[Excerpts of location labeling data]
****
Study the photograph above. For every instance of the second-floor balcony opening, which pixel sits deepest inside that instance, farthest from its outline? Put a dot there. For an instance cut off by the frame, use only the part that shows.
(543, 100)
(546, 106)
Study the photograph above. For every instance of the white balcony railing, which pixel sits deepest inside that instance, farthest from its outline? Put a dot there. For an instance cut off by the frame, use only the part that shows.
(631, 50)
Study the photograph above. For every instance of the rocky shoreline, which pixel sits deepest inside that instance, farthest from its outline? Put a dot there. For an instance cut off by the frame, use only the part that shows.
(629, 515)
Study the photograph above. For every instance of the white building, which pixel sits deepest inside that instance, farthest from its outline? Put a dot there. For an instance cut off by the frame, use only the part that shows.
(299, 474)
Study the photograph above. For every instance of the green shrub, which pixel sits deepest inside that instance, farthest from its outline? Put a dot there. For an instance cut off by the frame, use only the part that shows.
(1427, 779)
****
What the exercise asks
Substitute "mark" for every "dot" in the items above, and give the items again with nothing else changed.

Problem solution
Study the photograph above. For every instance of the second-floor balcony opening, which pixel sits deepest inside that instance, farthest from its outline? Put a mark there. For an instance cut off by the frame, use only the part that shows.
(543, 100)
(546, 106)
Study the photograph above. For every instance of the white balcony railing, which pixel sits deepest inside that instance, farthest from its outline? Put a mark there. For an instance cut off by the frame, use only the part that shows.
(631, 50)
Study the photograph above. For every instance of the rocky shoreline, which pixel sits deepest inside that instance, farthest from its outline? Put a mark there. For an instance cut off by the frame, use only the part that shows.
(629, 515)
Study the photograph above. For every instance of the white building, which pixel sits deepest inside that instance, farthest from its outline? Put a mark there. For an instance cut off by the frame, use only the part that shows.
(299, 474)
Study the photograph above. For every instance of the green shrub, which pixel sits deepest inside that instance, farthest from its outline? Put a mark there. For an instance cut off by the frame, use only the part that shows.
(1427, 779)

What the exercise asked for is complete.